Instruction.
Give the entries back exactly, dropping each image.

Data to use.

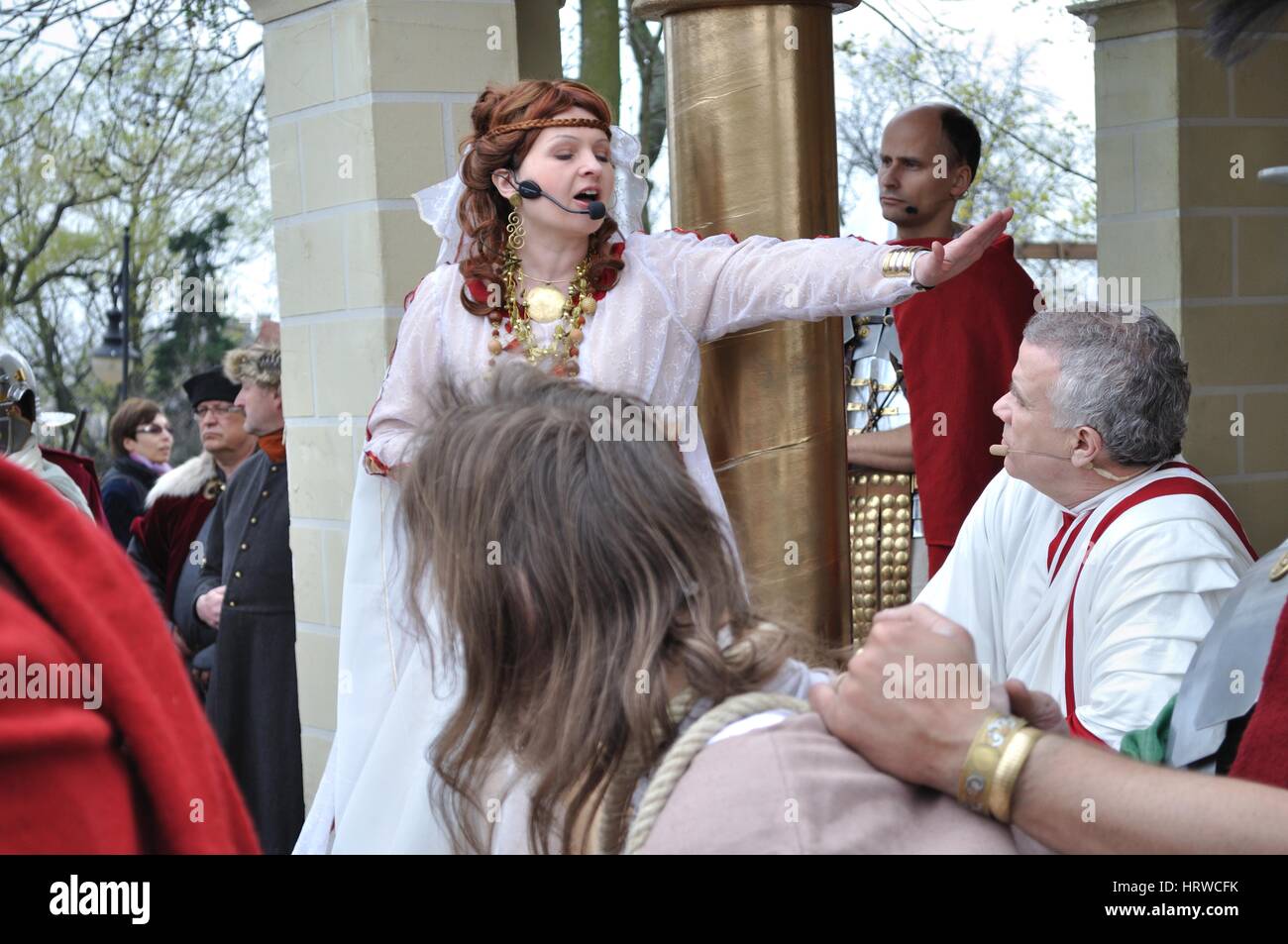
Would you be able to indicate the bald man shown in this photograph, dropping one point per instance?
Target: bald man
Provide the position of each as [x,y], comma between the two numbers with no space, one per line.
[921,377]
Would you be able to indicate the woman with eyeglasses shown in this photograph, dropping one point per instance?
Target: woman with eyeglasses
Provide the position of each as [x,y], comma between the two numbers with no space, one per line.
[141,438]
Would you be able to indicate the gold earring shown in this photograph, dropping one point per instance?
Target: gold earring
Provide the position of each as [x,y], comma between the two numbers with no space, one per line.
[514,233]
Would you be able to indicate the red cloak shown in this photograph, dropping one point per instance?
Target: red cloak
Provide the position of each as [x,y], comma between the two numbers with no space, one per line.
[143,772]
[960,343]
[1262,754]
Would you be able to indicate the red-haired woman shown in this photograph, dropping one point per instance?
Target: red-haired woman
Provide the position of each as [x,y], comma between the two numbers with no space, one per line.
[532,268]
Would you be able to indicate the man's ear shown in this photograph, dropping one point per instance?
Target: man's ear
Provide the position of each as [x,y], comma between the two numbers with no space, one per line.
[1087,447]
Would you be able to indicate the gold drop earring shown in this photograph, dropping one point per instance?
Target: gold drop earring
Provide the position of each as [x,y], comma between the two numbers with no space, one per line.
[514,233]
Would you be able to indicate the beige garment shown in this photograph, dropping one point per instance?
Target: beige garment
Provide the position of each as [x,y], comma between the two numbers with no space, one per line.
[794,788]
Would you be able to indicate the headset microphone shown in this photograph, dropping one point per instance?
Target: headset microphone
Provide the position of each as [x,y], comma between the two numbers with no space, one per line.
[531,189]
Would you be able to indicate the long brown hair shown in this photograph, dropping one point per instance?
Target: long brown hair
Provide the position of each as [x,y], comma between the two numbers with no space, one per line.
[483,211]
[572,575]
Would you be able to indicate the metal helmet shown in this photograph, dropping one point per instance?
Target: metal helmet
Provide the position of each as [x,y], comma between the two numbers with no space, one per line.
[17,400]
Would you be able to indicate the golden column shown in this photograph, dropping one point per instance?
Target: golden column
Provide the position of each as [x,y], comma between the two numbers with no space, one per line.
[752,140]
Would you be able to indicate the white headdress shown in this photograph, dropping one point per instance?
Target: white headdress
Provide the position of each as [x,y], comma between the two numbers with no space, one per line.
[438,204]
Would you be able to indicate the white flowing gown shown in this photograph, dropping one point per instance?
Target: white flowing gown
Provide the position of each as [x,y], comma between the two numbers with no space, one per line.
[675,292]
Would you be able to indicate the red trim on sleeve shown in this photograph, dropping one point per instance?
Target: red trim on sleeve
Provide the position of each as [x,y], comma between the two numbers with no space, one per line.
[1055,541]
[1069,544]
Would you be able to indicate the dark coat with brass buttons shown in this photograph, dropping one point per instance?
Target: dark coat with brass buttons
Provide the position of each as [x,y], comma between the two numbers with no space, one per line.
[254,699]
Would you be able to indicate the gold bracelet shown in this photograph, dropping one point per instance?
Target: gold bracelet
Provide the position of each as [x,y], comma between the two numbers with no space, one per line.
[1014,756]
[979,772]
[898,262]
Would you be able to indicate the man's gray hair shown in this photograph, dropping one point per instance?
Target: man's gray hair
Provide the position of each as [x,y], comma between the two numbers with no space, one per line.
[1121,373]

Response to the exercise.
Would you be able to indicate the bald man shown in this photograph, dropping one point per instance?
Target: bald man
Provide the position of each as [x,y], comma between the two numbers with no space, one per line.
[921,377]
Would you be able to indicate the woman with eyeglasses shown in this photograph, dropping one point per instance?
Target: woman with eyeglasses
Provide the position of each as [x,y], comma between the two numbers with no space, one per line.
[141,438]
Would you be able to indicate the gold earring shown in this photograph, dropping one point per instance?
Target: gold earring
Provide the position of each as [x,y], comma between the two numbers with no space, one per line.
[514,233]
Would you be able to indicate the red cloak shown in this photograph, dropping one point per instance?
Target: red cloak
Provide the position of each as [x,y], comma between the two numbers with no space, one per line.
[143,772]
[960,343]
[1262,754]
Would you be able to indicate the red-haired woman shown in this photograph, dropping one point per instance?
Target: red-haired woman
Provide the position of each as [x,y], comma between the two numbers with no space, one per line.
[532,268]
Would you be able to indicate the man's ear shown in this photograph, dropping one point per instance?
Target: man's ear
Provide the position of each as [x,y], comma between the two numbers with no space, one per line.
[1087,447]
Would you be able to indicate the gold drop earring shown in this photograph, dropping one point per instance?
Target: gold drop earring
Provide the position of each as [x,y], comma between the two numbers with no space, one per line.
[514,233]
Would you be able to indicate the beige garment shown in this photograph, dropping one point per instance?
Target: beige garment
Provide the position of each as [x,y], comma between the two numbers with no space, one per line.
[794,788]
Would you be able to indicate the headset microphone shown in this photograph, dropping one point per instance?
Target: headset microphone
Provide the position of each as [x,y], comma between the two numbers with no space, one per line.
[531,189]
Would you be able to indicate the long brown hair shown in this photograph, dropping one point per instance?
Target: long brown hair
Provide the position of each as [x,y], comma between the two numbers with no space, one per line.
[483,211]
[572,575]
Would you be able to indicate the metal helmet shown in this photograph, dropping one point per instance?
Target: metal helmet
Provide the position of each as [x,y], comma between the two numbers with no space, one per line.
[17,400]
Would you be able to indicate the golden column shown in this photograph, dropping one point per instance?
Target: golden column
Provide the position of each as [x,y], comma between the two numbers with no space, one per line.
[752,140]
Would you be able to indicate the white headdress shown in this photograph, dropping one point per instance?
Target: white headdress
Provide the position of each as [x,y], comma between the two numbers with no space, one per line.
[438,204]
Would you be able to indicate the white flowing gown shown in this photograph, dropping one point per instance?
Target: white flowing gown
Provide the position of each as [x,y], comma between the two numbers with no space, one per line.
[675,292]
Would you be able to indicate the red trim on sleeve shown in this photograph, dropping one point per instance?
Target: red trim on sleeve
Provide the position of each as [x,y], comma between the two numbers with no space, one per line.
[1055,541]
[1069,544]
Would you be able to indicate the dark coat with brass buttons shown in this photograph, dropping one point per instance?
Target: dark coat with brass buttons
Provide the position of each as [x,y], comma between the two numbers with no space, one per line.
[254,699]
Would you be able to indicate the gold bracelet shown in this photograph, dropping one point per instance?
Target: gold bracelet
Provide the position of each as [x,y], comma between the two numbers with no space, one per line.
[1014,756]
[979,772]
[898,262]
Would you be able to indicate the man's gray hair shown in this photograph, dropping one point per instance?
Target: man's gray hair
Provide the position of each as [x,y], comma between the two numbers with no space, one per line.
[1121,373]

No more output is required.